> _Work instructions_
A line below contains "Target: metal sign post", and a later one contains "the house with". Repeat both, with every line between them, exactly.

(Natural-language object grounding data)

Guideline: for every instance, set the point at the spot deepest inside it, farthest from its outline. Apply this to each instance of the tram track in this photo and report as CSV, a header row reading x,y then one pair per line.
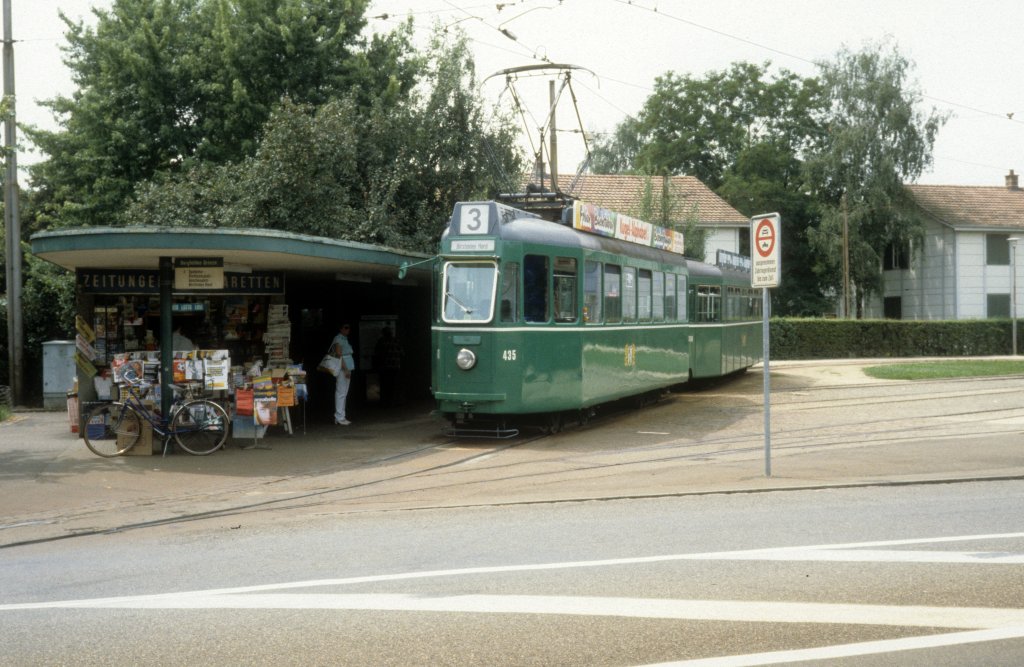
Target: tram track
x,y
444,467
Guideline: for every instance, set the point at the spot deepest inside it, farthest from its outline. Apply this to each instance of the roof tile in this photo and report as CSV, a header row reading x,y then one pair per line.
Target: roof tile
x,y
972,206
624,193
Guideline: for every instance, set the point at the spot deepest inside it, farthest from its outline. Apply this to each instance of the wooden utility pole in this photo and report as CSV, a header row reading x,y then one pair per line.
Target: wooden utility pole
x,y
554,137
12,224
846,260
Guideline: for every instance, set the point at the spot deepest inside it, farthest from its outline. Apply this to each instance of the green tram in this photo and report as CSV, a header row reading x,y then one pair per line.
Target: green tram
x,y
538,322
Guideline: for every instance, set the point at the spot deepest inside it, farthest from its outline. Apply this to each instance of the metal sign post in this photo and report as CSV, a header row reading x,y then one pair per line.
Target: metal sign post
x,y
765,269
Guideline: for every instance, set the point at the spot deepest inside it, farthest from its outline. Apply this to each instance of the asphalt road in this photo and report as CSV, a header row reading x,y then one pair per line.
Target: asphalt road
x,y
889,532
921,575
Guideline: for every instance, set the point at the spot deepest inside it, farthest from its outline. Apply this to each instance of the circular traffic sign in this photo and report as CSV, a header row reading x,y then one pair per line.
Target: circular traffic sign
x,y
764,237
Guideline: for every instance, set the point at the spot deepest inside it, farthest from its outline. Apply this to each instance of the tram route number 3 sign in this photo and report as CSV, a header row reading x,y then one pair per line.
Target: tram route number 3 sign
x,y
766,263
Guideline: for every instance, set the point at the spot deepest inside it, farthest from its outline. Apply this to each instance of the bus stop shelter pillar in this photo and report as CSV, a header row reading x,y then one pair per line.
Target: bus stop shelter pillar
x,y
166,334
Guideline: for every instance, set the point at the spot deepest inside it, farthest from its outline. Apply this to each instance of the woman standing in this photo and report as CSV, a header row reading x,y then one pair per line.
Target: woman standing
x,y
342,348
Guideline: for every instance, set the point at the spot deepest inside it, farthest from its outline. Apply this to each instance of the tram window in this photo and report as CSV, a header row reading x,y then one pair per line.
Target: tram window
x,y
469,291
592,292
643,294
681,311
629,293
564,289
535,288
709,302
670,297
657,296
612,293
510,291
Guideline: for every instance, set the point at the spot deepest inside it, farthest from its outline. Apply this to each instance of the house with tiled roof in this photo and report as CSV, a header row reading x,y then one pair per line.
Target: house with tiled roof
x,y
963,271
727,228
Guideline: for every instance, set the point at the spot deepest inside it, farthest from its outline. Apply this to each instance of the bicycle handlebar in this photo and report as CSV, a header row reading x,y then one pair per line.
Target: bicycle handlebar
x,y
131,376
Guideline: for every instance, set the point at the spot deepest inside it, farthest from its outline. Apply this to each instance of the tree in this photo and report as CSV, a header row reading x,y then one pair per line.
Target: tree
x,y
741,132
698,127
877,139
388,173
164,82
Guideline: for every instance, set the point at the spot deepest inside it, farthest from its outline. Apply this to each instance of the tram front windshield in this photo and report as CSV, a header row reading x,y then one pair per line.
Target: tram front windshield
x,y
469,291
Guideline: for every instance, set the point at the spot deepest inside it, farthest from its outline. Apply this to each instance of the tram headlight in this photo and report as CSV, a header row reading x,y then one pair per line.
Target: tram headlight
x,y
465,359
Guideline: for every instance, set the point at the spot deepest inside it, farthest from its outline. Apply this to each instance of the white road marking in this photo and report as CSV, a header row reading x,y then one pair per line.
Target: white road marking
x,y
986,624
851,650
691,610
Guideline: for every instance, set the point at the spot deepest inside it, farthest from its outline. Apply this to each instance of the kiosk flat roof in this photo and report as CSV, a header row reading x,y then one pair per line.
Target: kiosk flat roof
x,y
264,249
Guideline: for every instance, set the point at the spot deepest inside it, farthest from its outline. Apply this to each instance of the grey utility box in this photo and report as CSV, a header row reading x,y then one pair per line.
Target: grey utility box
x,y
58,373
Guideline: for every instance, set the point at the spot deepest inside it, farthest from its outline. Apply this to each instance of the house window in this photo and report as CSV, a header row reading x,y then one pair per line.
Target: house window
x,y
897,256
893,307
998,305
997,250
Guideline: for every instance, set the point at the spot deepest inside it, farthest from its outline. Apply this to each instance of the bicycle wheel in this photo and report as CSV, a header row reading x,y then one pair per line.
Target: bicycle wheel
x,y
112,429
200,426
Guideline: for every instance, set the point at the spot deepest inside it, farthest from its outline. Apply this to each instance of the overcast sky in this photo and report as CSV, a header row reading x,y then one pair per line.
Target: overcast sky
x,y
968,57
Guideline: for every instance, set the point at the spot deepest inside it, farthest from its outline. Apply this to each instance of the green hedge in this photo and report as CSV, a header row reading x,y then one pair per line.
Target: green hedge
x,y
807,338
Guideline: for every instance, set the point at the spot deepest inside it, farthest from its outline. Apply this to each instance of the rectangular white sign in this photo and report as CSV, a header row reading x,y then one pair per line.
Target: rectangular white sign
x,y
766,259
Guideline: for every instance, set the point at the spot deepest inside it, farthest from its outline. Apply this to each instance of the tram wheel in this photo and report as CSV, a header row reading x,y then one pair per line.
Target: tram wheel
x,y
554,423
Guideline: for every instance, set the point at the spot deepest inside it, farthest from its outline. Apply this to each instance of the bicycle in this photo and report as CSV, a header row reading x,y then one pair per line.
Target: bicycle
x,y
198,425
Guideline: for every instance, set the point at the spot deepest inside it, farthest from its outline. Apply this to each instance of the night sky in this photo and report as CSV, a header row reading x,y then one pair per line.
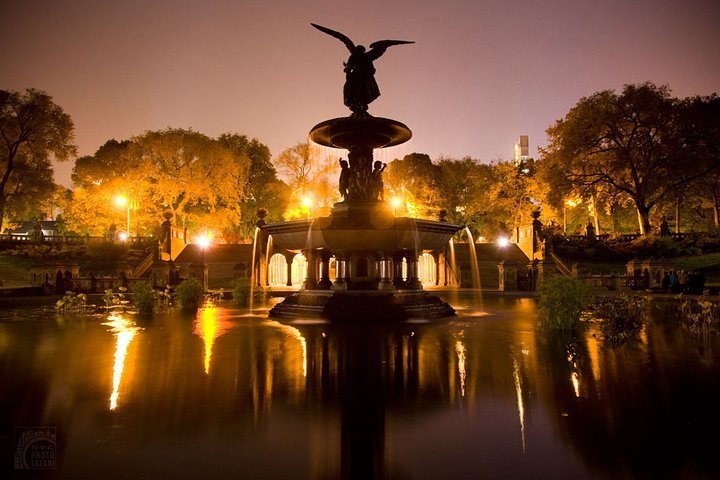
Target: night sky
x,y
481,73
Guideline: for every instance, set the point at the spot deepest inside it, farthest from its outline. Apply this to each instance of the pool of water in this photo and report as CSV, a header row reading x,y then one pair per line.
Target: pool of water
x,y
228,394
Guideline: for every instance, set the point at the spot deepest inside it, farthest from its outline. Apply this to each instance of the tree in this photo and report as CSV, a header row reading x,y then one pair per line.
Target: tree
x,y
416,180
308,173
33,129
187,173
637,143
465,186
262,189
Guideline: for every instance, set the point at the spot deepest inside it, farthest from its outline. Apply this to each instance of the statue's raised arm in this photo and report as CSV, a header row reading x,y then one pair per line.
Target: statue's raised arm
x,y
360,86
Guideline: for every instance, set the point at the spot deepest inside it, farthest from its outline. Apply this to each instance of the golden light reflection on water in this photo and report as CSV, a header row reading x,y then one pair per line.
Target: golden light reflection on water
x,y
124,330
460,351
575,380
520,403
210,323
297,335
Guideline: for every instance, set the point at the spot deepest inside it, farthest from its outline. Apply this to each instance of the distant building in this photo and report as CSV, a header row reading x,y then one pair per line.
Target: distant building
x,y
49,228
521,150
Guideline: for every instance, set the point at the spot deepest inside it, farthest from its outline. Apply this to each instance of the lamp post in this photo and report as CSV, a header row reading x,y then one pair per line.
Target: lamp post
x,y
204,242
395,202
122,201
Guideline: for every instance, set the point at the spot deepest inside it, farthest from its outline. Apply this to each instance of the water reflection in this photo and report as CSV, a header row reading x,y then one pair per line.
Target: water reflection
x,y
209,325
124,331
475,396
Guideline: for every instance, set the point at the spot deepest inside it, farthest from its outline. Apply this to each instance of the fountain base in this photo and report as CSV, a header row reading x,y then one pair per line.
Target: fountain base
x,y
362,305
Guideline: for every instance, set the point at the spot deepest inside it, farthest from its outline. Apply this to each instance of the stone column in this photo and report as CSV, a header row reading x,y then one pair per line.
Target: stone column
x,y
507,272
310,282
288,261
397,271
413,281
384,272
340,266
324,283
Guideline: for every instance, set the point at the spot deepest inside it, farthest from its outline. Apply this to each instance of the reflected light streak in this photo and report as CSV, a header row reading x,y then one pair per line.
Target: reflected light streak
x,y
209,325
575,379
124,331
295,333
303,344
460,350
521,405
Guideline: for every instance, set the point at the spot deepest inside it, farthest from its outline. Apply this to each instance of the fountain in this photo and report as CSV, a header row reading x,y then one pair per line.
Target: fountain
x,y
367,241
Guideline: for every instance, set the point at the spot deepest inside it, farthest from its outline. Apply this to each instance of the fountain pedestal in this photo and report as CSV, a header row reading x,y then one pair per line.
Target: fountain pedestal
x,y
375,252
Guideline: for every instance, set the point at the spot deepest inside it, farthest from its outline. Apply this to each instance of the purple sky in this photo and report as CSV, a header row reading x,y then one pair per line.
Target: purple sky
x,y
481,73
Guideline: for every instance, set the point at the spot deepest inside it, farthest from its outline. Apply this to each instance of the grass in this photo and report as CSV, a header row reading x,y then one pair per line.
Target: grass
x,y
15,271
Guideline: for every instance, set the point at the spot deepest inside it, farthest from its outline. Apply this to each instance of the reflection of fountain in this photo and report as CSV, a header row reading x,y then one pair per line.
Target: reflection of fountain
x,y
368,242
209,325
124,331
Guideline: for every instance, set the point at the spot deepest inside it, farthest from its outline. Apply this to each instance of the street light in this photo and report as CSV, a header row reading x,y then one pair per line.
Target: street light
x,y
122,201
568,203
395,202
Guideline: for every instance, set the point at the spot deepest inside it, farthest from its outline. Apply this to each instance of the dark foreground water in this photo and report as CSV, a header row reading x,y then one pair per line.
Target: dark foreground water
x,y
231,395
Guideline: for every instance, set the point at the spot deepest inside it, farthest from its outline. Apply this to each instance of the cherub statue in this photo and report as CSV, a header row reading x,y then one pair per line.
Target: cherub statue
x,y
360,85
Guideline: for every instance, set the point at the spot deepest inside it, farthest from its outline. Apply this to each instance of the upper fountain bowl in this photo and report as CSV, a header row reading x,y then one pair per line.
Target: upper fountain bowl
x,y
367,131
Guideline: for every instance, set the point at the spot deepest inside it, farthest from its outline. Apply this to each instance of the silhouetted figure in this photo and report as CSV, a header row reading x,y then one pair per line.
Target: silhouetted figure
x,y
664,228
590,231
378,184
344,182
360,85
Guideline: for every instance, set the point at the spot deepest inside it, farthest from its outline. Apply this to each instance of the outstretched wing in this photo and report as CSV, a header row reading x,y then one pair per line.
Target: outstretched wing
x,y
348,43
379,47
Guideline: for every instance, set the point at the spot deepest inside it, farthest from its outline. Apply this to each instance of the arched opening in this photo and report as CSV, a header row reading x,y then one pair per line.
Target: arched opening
x,y
426,269
299,269
277,270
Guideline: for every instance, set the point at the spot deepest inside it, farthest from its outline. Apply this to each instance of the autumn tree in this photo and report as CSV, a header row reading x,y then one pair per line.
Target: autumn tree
x,y
33,130
184,172
311,177
465,187
261,188
415,179
636,143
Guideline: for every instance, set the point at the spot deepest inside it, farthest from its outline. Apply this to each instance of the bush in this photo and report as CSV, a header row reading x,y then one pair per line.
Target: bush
x,y
143,297
620,317
241,292
562,300
190,293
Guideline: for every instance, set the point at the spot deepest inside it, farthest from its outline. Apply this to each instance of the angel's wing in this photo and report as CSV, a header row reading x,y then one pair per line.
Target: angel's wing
x,y
379,47
348,43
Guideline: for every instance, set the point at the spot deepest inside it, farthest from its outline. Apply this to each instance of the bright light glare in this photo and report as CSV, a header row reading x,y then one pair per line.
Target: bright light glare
x,y
204,241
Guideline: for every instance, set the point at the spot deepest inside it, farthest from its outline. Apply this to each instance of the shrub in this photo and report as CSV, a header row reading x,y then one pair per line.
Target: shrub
x,y
190,293
562,299
620,317
143,297
241,292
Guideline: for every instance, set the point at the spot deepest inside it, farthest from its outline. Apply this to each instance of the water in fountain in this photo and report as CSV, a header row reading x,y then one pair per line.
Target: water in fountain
x,y
474,268
268,254
453,274
252,272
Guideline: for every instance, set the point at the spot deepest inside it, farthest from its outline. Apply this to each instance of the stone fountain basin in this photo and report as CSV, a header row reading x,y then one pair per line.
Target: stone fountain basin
x,y
368,131
380,234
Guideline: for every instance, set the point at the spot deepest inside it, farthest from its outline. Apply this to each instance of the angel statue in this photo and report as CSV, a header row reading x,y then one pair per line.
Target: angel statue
x,y
360,85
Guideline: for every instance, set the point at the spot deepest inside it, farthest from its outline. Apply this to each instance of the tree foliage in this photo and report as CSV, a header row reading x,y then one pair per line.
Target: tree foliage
x,y
33,130
639,144
200,180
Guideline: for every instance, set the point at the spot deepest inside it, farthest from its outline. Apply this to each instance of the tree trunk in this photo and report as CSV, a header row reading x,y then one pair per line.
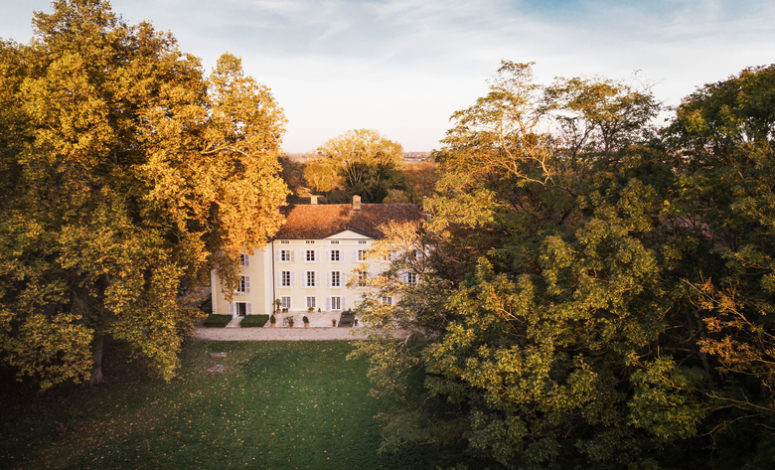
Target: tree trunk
x,y
96,373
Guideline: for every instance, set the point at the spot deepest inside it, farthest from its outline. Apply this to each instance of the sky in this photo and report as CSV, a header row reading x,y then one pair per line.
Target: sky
x,y
403,67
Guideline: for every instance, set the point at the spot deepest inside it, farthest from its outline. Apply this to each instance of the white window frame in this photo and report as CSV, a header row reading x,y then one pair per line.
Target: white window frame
x,y
286,256
243,285
285,302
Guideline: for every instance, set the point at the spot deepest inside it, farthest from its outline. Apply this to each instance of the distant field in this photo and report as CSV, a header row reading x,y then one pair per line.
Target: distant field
x,y
278,405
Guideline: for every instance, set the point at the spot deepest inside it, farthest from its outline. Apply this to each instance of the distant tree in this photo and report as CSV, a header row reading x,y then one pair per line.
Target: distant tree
x,y
367,163
420,179
133,175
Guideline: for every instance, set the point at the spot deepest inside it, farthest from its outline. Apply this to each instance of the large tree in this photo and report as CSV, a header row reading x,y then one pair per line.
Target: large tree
x,y
126,175
594,295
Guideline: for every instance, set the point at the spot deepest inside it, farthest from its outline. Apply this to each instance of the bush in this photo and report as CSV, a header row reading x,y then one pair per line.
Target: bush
x,y
217,321
254,321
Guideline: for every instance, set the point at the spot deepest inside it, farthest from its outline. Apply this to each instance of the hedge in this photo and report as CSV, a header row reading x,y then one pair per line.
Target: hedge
x,y
217,321
254,321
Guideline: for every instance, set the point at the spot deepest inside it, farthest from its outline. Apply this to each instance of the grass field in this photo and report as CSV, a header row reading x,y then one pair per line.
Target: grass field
x,y
278,405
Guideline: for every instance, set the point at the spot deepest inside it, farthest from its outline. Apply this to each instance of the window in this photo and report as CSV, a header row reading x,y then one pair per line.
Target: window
x,y
243,287
285,302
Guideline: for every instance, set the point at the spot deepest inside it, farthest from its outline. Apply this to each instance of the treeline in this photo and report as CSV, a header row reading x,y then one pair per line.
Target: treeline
x,y
594,291
361,162
126,174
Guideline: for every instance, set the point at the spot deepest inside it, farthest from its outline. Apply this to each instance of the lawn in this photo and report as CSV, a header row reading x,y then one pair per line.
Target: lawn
x,y
277,405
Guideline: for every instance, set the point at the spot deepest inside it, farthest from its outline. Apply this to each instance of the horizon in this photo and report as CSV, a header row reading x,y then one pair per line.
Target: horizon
x,y
403,69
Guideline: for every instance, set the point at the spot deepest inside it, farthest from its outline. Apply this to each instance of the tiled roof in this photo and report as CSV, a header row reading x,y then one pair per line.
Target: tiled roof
x,y
315,221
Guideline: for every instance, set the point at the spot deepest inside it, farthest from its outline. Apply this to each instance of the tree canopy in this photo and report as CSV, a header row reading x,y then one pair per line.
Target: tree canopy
x,y
594,292
126,174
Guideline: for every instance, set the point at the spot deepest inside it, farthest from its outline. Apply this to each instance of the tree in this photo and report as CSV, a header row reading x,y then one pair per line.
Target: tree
x,y
597,298
367,163
132,176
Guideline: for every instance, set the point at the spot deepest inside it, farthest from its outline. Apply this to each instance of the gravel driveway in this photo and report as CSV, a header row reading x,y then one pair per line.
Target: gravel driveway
x,y
281,334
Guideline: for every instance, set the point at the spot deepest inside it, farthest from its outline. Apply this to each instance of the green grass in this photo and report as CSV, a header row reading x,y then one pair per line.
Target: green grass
x,y
217,321
254,321
279,405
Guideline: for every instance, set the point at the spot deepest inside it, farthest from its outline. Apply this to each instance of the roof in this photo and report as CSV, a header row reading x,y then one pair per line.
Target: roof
x,y
316,221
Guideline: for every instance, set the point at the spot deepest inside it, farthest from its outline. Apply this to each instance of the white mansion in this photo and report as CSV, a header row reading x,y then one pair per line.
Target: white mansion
x,y
317,261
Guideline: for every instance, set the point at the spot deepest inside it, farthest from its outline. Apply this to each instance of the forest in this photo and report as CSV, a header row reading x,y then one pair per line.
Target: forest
x,y
596,288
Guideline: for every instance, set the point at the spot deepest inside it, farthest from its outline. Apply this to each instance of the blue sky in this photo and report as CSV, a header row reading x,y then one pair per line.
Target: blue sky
x,y
402,67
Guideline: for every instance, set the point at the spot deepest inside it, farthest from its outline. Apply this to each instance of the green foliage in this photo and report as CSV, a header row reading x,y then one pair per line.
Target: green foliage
x,y
595,294
217,321
254,321
132,174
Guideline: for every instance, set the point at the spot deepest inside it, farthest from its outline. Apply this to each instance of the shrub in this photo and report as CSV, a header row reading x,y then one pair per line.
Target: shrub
x,y
217,321
254,321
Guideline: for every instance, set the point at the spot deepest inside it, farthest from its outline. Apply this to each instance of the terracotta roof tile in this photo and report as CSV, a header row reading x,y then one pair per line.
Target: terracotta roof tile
x,y
315,221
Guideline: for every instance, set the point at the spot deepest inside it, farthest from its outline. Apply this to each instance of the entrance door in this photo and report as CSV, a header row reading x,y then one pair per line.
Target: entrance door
x,y
242,309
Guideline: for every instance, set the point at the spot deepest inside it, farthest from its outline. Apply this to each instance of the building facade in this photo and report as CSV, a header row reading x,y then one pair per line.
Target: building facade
x,y
318,262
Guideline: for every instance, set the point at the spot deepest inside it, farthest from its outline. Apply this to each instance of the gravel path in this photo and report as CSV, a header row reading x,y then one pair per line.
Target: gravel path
x,y
281,334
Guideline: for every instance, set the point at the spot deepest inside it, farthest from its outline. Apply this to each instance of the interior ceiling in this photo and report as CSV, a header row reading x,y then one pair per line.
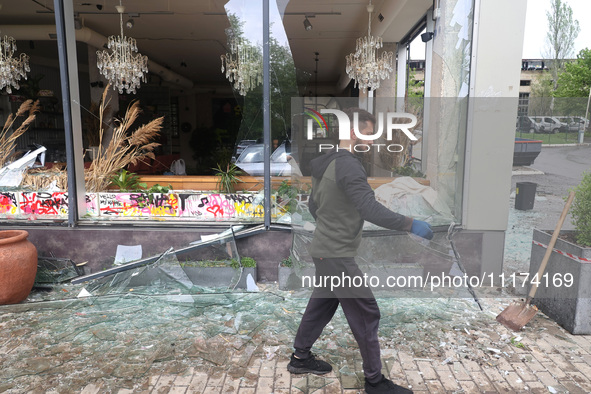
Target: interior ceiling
x,y
188,36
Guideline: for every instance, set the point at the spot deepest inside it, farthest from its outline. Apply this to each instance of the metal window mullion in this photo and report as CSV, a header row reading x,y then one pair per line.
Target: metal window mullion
x,y
66,43
266,116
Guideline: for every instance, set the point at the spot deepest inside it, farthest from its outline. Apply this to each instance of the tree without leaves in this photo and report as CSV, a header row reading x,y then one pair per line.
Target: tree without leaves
x,y
561,35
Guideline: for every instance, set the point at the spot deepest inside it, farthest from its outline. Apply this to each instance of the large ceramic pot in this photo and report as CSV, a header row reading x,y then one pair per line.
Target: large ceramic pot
x,y
18,266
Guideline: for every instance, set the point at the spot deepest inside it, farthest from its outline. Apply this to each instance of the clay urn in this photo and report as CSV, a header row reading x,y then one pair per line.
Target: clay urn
x,y
18,266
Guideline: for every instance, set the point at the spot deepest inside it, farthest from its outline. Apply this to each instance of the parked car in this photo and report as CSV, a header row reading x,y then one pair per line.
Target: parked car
x,y
251,161
577,123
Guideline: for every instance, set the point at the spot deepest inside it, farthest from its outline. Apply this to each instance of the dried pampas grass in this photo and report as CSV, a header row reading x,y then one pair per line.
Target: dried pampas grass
x,y
124,147
8,142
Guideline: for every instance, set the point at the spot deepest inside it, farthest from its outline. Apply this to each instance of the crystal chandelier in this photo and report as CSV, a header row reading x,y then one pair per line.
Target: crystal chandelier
x,y
243,64
121,67
365,65
11,69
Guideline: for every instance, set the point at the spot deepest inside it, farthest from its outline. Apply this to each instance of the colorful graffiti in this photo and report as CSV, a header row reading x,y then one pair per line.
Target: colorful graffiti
x,y
8,203
44,203
197,206
138,204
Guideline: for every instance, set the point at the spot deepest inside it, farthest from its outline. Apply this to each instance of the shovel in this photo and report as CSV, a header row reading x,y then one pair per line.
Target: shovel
x,y
517,315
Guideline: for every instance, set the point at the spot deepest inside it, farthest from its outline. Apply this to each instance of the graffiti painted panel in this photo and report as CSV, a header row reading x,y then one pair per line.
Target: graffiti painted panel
x,y
138,204
44,203
9,203
213,206
92,208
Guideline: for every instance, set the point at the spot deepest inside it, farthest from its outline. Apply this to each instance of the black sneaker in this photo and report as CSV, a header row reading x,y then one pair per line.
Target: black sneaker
x,y
385,386
308,365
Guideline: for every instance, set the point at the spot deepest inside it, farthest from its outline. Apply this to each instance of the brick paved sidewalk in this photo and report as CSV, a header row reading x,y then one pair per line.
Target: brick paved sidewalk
x,y
544,358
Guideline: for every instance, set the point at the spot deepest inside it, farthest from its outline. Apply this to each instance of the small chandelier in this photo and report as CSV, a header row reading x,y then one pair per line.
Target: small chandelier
x,y
121,67
11,69
364,65
243,64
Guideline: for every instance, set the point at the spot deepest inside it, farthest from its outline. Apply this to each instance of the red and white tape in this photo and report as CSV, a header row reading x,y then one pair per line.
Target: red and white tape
x,y
571,256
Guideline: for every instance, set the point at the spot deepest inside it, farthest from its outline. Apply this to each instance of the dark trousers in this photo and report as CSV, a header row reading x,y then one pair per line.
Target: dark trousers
x,y
359,306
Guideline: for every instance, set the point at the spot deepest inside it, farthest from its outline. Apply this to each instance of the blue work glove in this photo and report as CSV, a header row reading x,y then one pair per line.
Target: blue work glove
x,y
422,229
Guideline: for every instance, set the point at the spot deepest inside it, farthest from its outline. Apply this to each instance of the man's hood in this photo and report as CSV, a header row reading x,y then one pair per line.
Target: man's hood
x,y
320,163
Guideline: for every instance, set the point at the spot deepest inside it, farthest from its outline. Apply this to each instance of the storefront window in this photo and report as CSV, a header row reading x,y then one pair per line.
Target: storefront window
x,y
204,90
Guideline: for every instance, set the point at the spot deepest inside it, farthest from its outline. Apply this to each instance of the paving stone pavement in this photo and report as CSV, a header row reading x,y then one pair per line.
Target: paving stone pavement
x,y
552,361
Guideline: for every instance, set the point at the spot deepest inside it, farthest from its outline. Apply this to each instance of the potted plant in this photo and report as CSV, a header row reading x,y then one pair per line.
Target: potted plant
x,y
563,291
221,273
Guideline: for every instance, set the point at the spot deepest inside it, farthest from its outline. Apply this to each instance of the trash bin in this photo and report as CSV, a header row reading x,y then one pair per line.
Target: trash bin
x,y
525,195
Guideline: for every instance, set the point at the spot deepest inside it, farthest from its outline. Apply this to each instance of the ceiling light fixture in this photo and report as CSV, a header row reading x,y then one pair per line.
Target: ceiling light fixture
x,y
365,65
121,67
243,64
307,24
12,69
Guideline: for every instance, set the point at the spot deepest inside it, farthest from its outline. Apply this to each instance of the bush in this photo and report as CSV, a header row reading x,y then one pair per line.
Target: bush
x,y
581,211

> _Exercise response_
Target: metal sign post
x,y
765,269
Guideline: for every instance, set the point at the spot deepest inside it, farthest from its outline. Apply this to each instance of the asphalt road in this photo and report as CSV, a header row reading x,y then one pair per line.
Target: asphalt road
x,y
889,532
921,575
Guideline: for every instance, set the point at the spot deepest inside it, farthest from its outline. Apply this to each instance of the circular traffic sign in this photo and report as CSV, a header row reading x,y then one pair per line.
Target: circular traffic sign
x,y
764,237
Guideline: for every instance, set the point at the spot deepest inside it, farthest from its outline. Apply this to each instance of the tram route number 3 sign in this photo and report as CSV, a header row reading x,y then one pair per line.
Target: tram route number 3 sign
x,y
766,263
Guideline: for every instance, set the point at the spot deepest inside it, farthest from its outline. Apply this to each instance of the bus stop shelter pillar in this photo and report as CSV, a header row reading x,y then one pair per line.
Target: bus stop shelter pillar
x,y
166,334
Guideline: for every instance, set the point at the spot deepest inside it, farthest from its outline. Apply this to each instance of the woman standing in this photo and report as CSV, a header row reading x,y then one pair per line.
Target: woman standing
x,y
342,348
Guideline: for every instance, set the point at the spot deepest inside it, farthest from its outline. Apply this to each instance of the tram window in this photo and report as CSV, a header row reading x,y then one pair per line.
Target: tram window
x,y
469,291
592,292
643,294
681,311
629,293
564,289
535,288
709,302
670,297
657,296
612,293
510,291
Guideline: for every instance, set the point at the spot deepest inside it, farthest from its outline. Apply this to each instance of the house with tiled roof in this photo and report as CSV, a header row reading x,y then one pair per line.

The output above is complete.